Work to be completed
Could you reproduce every record below exactly as written?
Segment Start: Source data
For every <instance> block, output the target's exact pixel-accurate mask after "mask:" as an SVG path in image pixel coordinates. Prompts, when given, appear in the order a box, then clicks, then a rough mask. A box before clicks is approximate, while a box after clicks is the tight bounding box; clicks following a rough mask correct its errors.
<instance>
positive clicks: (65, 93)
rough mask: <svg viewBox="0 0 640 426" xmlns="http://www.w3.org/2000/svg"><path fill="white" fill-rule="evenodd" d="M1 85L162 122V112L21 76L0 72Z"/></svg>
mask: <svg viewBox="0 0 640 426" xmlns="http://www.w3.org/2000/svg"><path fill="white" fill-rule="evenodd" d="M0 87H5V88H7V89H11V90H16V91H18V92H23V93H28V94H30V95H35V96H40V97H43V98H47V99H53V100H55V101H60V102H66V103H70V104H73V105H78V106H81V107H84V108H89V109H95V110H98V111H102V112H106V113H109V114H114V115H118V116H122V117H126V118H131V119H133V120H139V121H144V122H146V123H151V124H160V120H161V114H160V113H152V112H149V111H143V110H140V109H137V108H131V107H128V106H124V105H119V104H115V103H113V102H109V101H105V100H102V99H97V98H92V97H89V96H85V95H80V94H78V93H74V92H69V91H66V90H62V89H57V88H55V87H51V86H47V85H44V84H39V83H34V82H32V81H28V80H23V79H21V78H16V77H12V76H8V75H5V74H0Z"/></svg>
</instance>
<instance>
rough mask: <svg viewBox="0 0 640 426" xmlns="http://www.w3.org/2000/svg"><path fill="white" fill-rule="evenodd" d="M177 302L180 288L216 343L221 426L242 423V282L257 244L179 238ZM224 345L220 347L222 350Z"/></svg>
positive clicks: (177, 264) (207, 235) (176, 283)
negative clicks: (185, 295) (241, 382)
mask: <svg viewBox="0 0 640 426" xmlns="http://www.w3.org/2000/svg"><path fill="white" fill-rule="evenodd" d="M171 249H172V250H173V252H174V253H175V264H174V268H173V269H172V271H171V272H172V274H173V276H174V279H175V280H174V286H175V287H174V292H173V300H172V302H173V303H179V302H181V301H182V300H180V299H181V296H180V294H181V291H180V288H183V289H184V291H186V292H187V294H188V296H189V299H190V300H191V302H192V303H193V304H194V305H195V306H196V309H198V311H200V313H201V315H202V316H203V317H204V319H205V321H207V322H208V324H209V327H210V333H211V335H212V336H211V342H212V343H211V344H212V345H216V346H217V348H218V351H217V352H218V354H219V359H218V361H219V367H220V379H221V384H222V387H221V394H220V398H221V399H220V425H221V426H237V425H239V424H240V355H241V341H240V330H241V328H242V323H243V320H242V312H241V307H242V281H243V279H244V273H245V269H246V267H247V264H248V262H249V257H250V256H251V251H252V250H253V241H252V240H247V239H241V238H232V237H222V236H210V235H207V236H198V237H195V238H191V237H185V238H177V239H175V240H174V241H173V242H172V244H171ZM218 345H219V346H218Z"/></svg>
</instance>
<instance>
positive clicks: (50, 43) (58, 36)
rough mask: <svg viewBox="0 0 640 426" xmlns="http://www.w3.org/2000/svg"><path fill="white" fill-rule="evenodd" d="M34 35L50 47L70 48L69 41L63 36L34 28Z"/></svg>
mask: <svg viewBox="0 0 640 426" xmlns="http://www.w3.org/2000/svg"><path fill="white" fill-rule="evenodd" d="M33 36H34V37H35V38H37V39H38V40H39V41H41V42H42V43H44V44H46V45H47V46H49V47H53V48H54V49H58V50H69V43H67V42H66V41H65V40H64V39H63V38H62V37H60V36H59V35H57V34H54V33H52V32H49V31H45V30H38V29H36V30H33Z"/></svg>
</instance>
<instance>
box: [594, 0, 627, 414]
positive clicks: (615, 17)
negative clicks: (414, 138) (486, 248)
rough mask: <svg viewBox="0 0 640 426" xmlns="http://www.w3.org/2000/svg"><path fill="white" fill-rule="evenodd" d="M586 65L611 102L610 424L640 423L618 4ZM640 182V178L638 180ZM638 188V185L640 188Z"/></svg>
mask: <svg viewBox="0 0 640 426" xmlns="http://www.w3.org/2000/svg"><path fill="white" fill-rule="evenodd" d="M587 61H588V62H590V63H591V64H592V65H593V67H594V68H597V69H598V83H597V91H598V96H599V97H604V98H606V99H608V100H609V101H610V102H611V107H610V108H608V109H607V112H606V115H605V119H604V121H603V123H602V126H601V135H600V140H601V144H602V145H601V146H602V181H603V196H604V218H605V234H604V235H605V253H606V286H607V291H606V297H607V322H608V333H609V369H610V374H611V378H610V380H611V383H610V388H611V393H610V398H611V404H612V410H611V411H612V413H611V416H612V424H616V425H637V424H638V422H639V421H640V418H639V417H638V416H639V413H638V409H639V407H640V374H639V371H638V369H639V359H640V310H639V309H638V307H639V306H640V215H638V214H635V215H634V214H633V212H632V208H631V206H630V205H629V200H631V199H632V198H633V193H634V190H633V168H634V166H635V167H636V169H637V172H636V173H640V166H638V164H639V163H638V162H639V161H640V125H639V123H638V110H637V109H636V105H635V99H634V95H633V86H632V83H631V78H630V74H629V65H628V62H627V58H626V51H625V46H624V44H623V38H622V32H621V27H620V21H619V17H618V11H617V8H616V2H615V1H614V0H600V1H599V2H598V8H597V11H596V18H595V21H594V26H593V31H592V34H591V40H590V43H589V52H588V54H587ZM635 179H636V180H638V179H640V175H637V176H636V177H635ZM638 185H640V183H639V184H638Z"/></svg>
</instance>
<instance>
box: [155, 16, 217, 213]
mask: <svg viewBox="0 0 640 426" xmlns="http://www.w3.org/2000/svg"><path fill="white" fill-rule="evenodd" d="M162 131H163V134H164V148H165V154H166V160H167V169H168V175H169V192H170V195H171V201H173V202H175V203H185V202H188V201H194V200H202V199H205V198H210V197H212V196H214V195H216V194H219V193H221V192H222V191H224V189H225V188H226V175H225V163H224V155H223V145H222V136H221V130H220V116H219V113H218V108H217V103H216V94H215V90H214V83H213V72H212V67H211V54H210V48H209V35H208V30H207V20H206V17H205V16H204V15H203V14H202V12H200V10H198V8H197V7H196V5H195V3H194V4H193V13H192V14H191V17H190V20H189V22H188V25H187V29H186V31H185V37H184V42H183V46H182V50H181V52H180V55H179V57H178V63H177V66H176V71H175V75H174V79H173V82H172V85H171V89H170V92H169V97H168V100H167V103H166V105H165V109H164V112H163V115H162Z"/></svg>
Segment End: Source data
Answer to this exercise
For every <instance> block, output the target's exact pixel-accurate mask after "mask:" as an SVG path in image pixel coordinates. Prompts, when given, appear in the order a box, then clicks, then a rough mask. A box before clicks is approximate, while a box after clicks is the tight bounding box; clicks following a rough mask correct its errors.
<instance>
positive clicks: (65, 93)
rough mask: <svg viewBox="0 0 640 426" xmlns="http://www.w3.org/2000/svg"><path fill="white" fill-rule="evenodd" d="M1 85L162 122V112L21 76L0 72Z"/></svg>
mask: <svg viewBox="0 0 640 426" xmlns="http://www.w3.org/2000/svg"><path fill="white" fill-rule="evenodd" d="M0 87H5V88H7V89H11V90H16V91H18V92H23V93H28V94H30V95H35V96H40V97H43V98H47V99H53V100H55V101H60V102H66V103H70V104H73V105H78V106H81V107H84V108H89V109H95V110H98V111H102V112H106V113H109V114H114V115H118V116H122V117H126V118H131V119H133V120H139V121H144V122H146V123H151V124H160V120H161V114H160V113H152V112H149V111H143V110H140V109H137V108H131V107H128V106H124V105H119V104H115V103H113V102H109V101H105V100H102V99H97V98H92V97H89V96H85V95H80V94H78V93H74V92H69V91H66V90H62V89H57V88H55V87H51V86H47V85H44V84H39V83H34V82H32V81H28V80H23V79H21V78H16V77H12V76H8V75H5V74H0Z"/></svg>
</instance>
<instance>
rough mask: <svg viewBox="0 0 640 426" xmlns="http://www.w3.org/2000/svg"><path fill="white" fill-rule="evenodd" d="M177 302L180 288L216 343L221 426L242 423V282L257 244L179 238ZM224 345L220 347L222 350Z"/></svg>
positive clicks: (177, 264) (207, 235) (176, 283)
negative clicks: (185, 295) (241, 382)
mask: <svg viewBox="0 0 640 426" xmlns="http://www.w3.org/2000/svg"><path fill="white" fill-rule="evenodd" d="M171 249H172V250H173V252H174V253H175V264H174V268H173V269H172V271H171V272H172V274H173V276H174V279H175V280H174V286H175V287H174V292H173V300H172V302H173V303H179V302H181V301H182V300H180V299H181V296H180V294H181V291H180V288H183V289H184V291H186V292H187V294H188V296H189V299H190V300H191V302H192V303H193V304H194V305H195V306H196V309H198V311H200V313H201V315H202V316H203V317H204V319H205V321H207V322H208V324H209V327H210V333H211V335H212V336H211V342H212V343H211V344H212V345H216V346H217V348H218V351H217V352H218V354H219V359H218V361H219V367H220V379H221V384H222V387H221V394H220V398H221V399H220V425H221V426H237V425H239V424H240V355H241V341H240V330H241V328H242V323H243V320H242V312H241V307H242V281H243V279H244V273H245V269H246V267H247V264H248V262H249V257H250V256H251V251H252V250H253V241H252V240H247V239H241V238H232V237H222V236H210V235H207V236H198V237H195V238H191V237H185V238H177V239H175V240H174V241H173V242H172V244H171ZM218 345H219V346H218Z"/></svg>
</instance>
<instance>
positive clicks: (50, 43) (58, 36)
rough mask: <svg viewBox="0 0 640 426" xmlns="http://www.w3.org/2000/svg"><path fill="white" fill-rule="evenodd" d="M34 35L50 47L70 48L69 41L63 36L34 28Z"/></svg>
mask: <svg viewBox="0 0 640 426" xmlns="http://www.w3.org/2000/svg"><path fill="white" fill-rule="evenodd" d="M33 36H34V37H35V38H37V39H38V40H39V41H41V42H42V43H44V44H46V45H47V46H49V47H53V48H54V49H58V50H69V43H67V42H66V41H65V40H64V39H63V38H62V37H60V36H59V35H57V34H54V33H52V32H49V31H45V30H38V29H36V30H33Z"/></svg>
</instance>
<instance>
box: [594, 0, 627, 414]
positive clicks: (615, 17)
negative clicks: (414, 138) (486, 248)
rough mask: <svg viewBox="0 0 640 426" xmlns="http://www.w3.org/2000/svg"><path fill="white" fill-rule="evenodd" d="M586 65L611 102L610 424L640 423L618 4ZM640 182V178L638 180ZM638 188V185L640 188Z"/></svg>
mask: <svg viewBox="0 0 640 426" xmlns="http://www.w3.org/2000/svg"><path fill="white" fill-rule="evenodd" d="M587 61H588V62H590V63H591V64H592V65H593V67H594V68H597V69H598V83H597V91H598V96H599V97H604V98H606V99H608V100H609V101H610V102H611V107H610V108H608V109H607V112H606V115H605V119H604V121H603V123H602V126H601V135H600V140H601V144H602V145H601V146H602V181H603V196H604V218H605V234H604V235H605V253H606V286H607V291H606V297H607V322H608V333H609V369H610V374H611V378H610V380H611V383H610V388H611V393H610V398H611V404H612V410H611V411H612V413H611V416H612V424H616V425H637V424H638V422H639V421H640V418H639V417H638V416H639V413H638V409H639V407H640V374H639V371H638V369H639V359H640V310H639V309H638V307H639V306H640V215H638V214H635V215H634V214H633V212H632V208H631V206H630V205H629V200H631V199H632V198H633V193H634V190H633V168H634V166H635V167H636V169H637V172H636V173H640V166H638V164H639V163H638V162H639V161H640V125H639V123H638V110H637V109H636V105H635V99H634V95H633V86H632V83H631V78H630V74H629V65H628V62H627V58H626V51H625V46H624V44H623V38H622V32H621V27H620V21H619V17H618V11H617V8H616V2H615V1H614V0H600V1H599V2H598V8H597V11H596V18H595V21H594V26H593V31H592V34H591V40H590V43H589V52H588V54H587ZM635 179H636V180H638V179H640V175H637V176H636V177H635ZM638 185H640V183H639V184H638Z"/></svg>
</instance>
<instance>
box: [155, 16, 217, 213]
mask: <svg viewBox="0 0 640 426" xmlns="http://www.w3.org/2000/svg"><path fill="white" fill-rule="evenodd" d="M162 131H163V134H164V148H165V154H166V160H167V169H168V175H169V192H170V195H171V201H173V202H175V203H185V202H188V201H194V200H202V199H205V198H210V197H212V196H214V195H216V194H219V193H221V192H222V191H224V189H225V188H226V175H225V163H224V155H223V145H222V136H221V130H220V116H219V113H218V108H217V103H216V94H215V90H214V83H213V72H212V67H211V54H210V48H209V35H208V30H207V20H206V17H205V16H204V15H203V14H202V12H200V10H198V8H197V7H196V5H195V3H194V4H193V13H192V14H191V17H190V20H189V22H188V25H187V29H186V31H185V37H184V42H183V46H182V50H181V52H180V55H179V57H178V63H177V66H176V71H175V75H174V79H173V82H172V85H171V89H170V92H169V97H168V100H167V103H166V105H165V109H164V112H163V115H162Z"/></svg>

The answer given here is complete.